# [DOCUMENT]
↓
On Sat, 31 Aug 2019 at 11:47, Boris Brezillon
<boris.brezillon@collabora.com> wrote:
> Right now, the transient memory allocator implements its own BO caching
> mechanism, which is not really needed since we already have a generic
> BO cache. Let's simplify things a bit.
>
> [...]
>
>          bool fits_in_current = (batch->transient_offset + sz) < TRANSIENT_SLAB_SIZE;
>
> +        if (likely(batch->transient_bo && fits_in_current)) {
> +                /* We can reuse the current BO, so get it */
> +                [...]
>          } else {
> -                /* Create a new BO and reference it */
> -                bo = panfrost_drm_create_bo(screen, ALIGN_POT(sz, 4096), 0);
> +                size_t bo_sz = sz < TRANSIENT_SLAB_SIZE ?
↑
# [RECORD EXCERPTS]
↓
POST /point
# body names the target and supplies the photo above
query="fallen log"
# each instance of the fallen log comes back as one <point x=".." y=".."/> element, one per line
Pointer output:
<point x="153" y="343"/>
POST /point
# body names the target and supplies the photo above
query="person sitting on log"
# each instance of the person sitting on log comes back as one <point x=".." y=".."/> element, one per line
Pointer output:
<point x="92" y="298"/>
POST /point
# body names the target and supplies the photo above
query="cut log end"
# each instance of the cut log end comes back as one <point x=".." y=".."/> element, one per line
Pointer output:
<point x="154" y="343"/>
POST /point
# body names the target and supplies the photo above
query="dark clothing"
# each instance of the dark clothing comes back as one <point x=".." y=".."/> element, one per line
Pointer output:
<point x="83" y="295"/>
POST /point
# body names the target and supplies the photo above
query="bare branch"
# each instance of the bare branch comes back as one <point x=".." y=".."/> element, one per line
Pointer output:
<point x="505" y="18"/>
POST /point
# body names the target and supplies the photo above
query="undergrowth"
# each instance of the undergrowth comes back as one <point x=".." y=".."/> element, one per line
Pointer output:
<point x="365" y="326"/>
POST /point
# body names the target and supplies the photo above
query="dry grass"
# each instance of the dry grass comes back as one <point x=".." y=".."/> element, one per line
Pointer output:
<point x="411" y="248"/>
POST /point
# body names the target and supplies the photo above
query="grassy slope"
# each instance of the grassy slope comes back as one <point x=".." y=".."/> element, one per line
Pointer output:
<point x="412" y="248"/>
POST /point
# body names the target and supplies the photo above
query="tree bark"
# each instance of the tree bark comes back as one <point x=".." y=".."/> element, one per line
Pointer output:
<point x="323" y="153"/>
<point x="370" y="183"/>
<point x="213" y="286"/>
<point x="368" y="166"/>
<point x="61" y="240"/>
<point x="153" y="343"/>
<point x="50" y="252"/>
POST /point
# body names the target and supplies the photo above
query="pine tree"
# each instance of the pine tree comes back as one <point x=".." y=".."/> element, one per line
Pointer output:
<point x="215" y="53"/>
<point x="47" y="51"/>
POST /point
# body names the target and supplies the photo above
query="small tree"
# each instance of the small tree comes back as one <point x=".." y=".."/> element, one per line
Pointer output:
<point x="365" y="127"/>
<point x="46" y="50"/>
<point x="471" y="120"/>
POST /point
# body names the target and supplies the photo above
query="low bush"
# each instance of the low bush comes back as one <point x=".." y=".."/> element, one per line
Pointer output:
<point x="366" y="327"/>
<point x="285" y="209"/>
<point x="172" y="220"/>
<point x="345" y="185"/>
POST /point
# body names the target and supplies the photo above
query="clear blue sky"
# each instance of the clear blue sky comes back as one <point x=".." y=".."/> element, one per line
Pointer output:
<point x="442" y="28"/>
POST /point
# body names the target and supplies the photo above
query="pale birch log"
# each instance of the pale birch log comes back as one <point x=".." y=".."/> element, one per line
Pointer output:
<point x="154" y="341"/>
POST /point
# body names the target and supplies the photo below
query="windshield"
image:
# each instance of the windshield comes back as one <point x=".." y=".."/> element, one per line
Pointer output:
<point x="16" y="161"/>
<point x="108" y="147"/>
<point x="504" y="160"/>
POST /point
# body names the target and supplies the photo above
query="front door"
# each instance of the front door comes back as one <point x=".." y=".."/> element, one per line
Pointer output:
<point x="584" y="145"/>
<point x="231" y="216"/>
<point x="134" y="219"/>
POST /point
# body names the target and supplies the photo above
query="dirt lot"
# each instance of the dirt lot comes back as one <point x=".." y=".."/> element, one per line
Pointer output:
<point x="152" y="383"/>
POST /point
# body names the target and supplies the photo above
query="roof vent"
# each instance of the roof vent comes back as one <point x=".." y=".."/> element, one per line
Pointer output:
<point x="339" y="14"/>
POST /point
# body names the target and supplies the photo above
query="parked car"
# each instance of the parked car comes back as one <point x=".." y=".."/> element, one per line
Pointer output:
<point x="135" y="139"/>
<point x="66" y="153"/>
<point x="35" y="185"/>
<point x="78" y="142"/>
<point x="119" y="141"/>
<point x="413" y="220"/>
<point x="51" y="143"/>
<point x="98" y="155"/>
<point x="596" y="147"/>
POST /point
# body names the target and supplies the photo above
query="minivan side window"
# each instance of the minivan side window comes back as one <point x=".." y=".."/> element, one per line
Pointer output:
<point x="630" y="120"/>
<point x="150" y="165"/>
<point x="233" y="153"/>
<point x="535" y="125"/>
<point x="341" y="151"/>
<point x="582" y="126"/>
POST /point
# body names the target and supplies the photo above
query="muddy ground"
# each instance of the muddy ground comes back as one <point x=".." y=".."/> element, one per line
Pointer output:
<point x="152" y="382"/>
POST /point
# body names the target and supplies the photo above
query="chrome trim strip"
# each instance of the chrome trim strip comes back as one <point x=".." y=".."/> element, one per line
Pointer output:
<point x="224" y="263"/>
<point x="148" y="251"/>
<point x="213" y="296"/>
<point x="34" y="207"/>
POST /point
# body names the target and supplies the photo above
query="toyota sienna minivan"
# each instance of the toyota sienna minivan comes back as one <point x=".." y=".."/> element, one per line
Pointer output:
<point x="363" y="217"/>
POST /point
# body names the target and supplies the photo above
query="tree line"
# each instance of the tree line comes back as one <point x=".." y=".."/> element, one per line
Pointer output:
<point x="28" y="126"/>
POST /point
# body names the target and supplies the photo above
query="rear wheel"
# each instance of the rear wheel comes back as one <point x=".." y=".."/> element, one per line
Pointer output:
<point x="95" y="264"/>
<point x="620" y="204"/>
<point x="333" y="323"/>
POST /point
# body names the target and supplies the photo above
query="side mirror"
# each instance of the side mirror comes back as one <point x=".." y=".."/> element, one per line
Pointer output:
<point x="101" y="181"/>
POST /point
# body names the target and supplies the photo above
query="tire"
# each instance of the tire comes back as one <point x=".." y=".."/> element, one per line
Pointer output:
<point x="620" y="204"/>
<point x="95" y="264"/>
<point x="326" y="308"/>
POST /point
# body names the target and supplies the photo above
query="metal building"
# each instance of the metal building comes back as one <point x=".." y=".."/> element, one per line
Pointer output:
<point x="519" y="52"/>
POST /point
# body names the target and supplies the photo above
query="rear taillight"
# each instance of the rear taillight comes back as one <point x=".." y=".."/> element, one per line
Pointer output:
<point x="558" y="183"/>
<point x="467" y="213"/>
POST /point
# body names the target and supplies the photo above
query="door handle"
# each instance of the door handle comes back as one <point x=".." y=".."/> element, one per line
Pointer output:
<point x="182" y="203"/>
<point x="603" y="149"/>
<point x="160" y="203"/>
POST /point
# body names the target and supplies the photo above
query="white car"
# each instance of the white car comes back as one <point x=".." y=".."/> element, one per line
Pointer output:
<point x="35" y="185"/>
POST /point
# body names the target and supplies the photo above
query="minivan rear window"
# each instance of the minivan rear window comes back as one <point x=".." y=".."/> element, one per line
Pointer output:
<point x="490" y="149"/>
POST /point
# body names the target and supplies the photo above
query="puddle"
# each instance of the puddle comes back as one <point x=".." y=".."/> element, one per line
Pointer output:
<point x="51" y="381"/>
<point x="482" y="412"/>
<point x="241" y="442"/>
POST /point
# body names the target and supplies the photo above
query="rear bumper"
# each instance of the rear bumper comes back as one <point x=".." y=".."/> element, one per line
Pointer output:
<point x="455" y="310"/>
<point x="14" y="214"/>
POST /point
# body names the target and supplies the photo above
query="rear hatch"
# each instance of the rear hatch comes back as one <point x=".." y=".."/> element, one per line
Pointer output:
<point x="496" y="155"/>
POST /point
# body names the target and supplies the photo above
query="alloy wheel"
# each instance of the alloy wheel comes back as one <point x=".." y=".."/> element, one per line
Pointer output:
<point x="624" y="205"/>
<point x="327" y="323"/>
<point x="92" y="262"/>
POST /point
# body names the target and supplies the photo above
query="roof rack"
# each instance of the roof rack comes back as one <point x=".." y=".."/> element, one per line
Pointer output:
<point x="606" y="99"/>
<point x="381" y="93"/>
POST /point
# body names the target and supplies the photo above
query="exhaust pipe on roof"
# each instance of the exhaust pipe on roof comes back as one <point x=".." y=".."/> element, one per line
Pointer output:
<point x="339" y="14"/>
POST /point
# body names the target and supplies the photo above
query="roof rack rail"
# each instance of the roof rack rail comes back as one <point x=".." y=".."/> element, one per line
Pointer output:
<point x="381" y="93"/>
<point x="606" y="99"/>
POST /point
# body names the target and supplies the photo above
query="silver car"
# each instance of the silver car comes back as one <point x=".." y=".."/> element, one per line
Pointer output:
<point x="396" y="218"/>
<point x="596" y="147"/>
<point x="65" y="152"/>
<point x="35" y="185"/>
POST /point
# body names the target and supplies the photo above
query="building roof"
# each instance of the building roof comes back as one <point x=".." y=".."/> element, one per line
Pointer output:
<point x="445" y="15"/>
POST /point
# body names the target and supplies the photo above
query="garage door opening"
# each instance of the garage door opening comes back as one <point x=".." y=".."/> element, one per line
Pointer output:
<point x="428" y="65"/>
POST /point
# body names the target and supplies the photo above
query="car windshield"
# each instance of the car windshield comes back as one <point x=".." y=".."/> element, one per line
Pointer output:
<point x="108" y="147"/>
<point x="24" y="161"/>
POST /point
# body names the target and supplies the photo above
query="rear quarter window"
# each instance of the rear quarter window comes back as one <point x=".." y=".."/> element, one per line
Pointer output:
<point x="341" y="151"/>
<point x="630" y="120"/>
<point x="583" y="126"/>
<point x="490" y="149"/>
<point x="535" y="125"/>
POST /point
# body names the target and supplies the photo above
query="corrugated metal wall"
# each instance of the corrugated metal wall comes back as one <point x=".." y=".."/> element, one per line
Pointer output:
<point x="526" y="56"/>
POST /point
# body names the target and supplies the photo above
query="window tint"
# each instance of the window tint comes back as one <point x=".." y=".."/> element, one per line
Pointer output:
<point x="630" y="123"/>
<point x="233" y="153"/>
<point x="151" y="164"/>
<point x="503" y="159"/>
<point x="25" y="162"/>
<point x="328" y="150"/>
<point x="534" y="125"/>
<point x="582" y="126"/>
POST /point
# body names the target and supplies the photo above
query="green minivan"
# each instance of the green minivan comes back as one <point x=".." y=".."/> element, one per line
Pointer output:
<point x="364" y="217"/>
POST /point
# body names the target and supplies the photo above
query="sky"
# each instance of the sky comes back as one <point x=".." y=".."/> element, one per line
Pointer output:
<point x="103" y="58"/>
↑
# [DESCRIPTION OF THE TASK]
Can you copy out the entire patch excerpt on the transient memory allocator, word for word and line for line? Rely only on the patch excerpt for what comes next.

# [THE REPLY]
On Sat, 31 Aug 2019 at 11:47, Boris Brezillon
<boris.brezillon@collabora.com> wrote:
> Right now, the transient memory allocator implements its own BO caching
> mechanism, which is not really needed since we already have a generic
> BO cache. Let's simplify things a bit.
>
> [...]
>
>          bool fits_in_current = (batch->transient_offset + sz) < TRANSIENT_SLAB_SIZE;
>
> +        if (likely(batch->transient_bo && fits_in_current)) {
> +                /* We can reuse the current BO, so get it */
> +                [...]
>          } else {
> -                /* Create a new BO and reference it */
> -                bo = panfrost_drm_create_bo(screen, ALIGN_POT(sz, 4096), 0);
> +                size_t bo_sz = sz < TRANSIENT_SLAB_SIZE ?